Problem set:
[a] Set down the part of the Land Court judgment between "1. On 1 August" and "2 August 2006.", inclusive.
[b] Switch "dirt track" to "gravel road" throughout the records and write them out again with nothing else altered, leaving out the pictures.

START Source text

Webb v Department of Natural Resources and Water

Case

[2007] QLC 82

10 October 2007


LAND COURT OF QUEENSLAND

CITATION:Webb v Department of Natural Resources and Water [2007] QLC 0082

PARTIES:Susan J and Rhett L Webb

(appellants)

v

Chief Executive, Department of Natural Resources and Water
(respondent)

FILE NO:AV2006/0456

DIVISION:Land Court of Queensland – general division

PROCEEDING:  An appeal against an annual valuation under the Valuation of Land Act1944

DELIVERED ON:                  10 October 2007

DELIVERED AT:                   Blackall

HEARD AT:Blackall

MEMBER:Mr JJ Trickett, President

ORDER:The Land Court has jurisdiction to hear this appeal.

CATCHWORDS: Unimproved value – requirements for valid appeal – late filing of appeal – whether reasonable excuse – section 57 Valuation of Land Act1944

APPEARANCES:                  Mr A Boyd, agent, appeared for the appellants

Mr W Isdale of Counsel, Crown Law, appeared for the respondent

  1. The issue for determination in this matter is whether the Court has jurisdiction to hear the appeal which was filed in the Land Court registry one day after the due date. 

  1. The facts in this case are not in dispute.  Mr and Mrs Webb are the owners of a grazing property known as “Tiree”, situated in the Shire of Flinders.  On 27 February 2006, the Department of Natural Resources and Water issued an unimproved valuation for that property of $1,250,000.00 under the Valuation of Land Act 1944.  The owners objected against that valuation.  On 20 June 2006, the respondent issued a decision on that objection which was sent by mail to the owners at “Williwin”, Blackall, where they reside.   

  1. However, at that time, the owners were absent from “Williwin” on business and then subsequently travelling overseas. 

  1. Although they returned to “Williwin” on 25 July 2006, they were fully occupied in attending to their grazing interests which included the subject property and their other properties at Blackall.  It was not until the weekend of 29/30 July 2006, that they opened their mail, which included the decision on objection from the respondent.

  1. On 1 August 2006, the owners faxed a copy of the decision on objection to their agent, Mr Boyd, instructing him to prepare and file a notice of appeal against the decision.  A notice of appeal dated 1 August 2006 and signed by Mr Boyd, together with an accompanying letter of the same date, was filed in the Land Court registry on 3 August 2006.  The envelope in which those documents were enclosed shows that it was processed on 2 August 2006.

END Source text
START Entries

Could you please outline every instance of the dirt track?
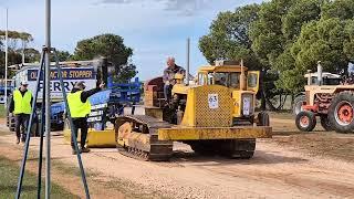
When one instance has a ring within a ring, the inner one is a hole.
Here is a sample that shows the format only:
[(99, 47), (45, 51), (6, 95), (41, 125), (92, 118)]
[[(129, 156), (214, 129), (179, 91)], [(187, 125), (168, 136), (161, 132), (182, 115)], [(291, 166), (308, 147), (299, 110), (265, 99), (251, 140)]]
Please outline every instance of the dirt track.
[[(278, 133), (294, 130), (290, 119), (272, 124)], [(0, 137), (9, 147), (12, 140), (12, 135)], [(354, 144), (354, 136), (345, 140)], [(116, 149), (92, 149), (83, 160), (85, 168), (100, 172), (95, 178), (154, 198), (354, 198), (354, 163), (311, 151), (287, 146), (284, 136), (275, 136), (259, 140), (250, 160), (200, 157), (183, 144), (175, 145), (170, 163), (138, 161)], [(52, 153), (56, 160), (76, 164), (61, 136), (53, 137)]]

END Entries

Full answers:
[a]
1. On 1 August 2006, the owners faxed a copy of the decision on objection to their agent, Mr Boyd, instructing him to prepare and file a notice of appeal against the decision.  A notice of appeal dated 1 August 2006 and signed by Mr Boyd, together with an accompanying letter of the same date, was filed in the Land Court registry on 3 August 2006.  The envelope in which those documents were enclosed shows that it was processed on 2 August 2006.

[b]
Could you please outline every instance of the gravel road?
When one instance has a ring within a ring, the inner one is a hole.
Here is a sample that shows the format only:
[(99, 47), (45, 51), (6, 95), (41, 125), (92, 118)]
[[(129, 156), (214, 129), (179, 91)], [(187, 125), (168, 136), (161, 132), (182, 115)], [(291, 166), (308, 147), (299, 110), (265, 99), (251, 140)]]
Please outline every instance of the gravel road.
[[(278, 133), (294, 130), (290, 119), (272, 124)], [(0, 137), (9, 147), (12, 140), (12, 135)], [(354, 144), (354, 136), (345, 140)], [(116, 149), (92, 149), (83, 160), (85, 168), (100, 172), (95, 178), (154, 198), (354, 198), (354, 163), (311, 151), (287, 146), (284, 136), (275, 136), (259, 140), (250, 160), (200, 157), (183, 144), (175, 145), (170, 163), (138, 161)], [(52, 153), (56, 160), (76, 164), (61, 136), (53, 137)]]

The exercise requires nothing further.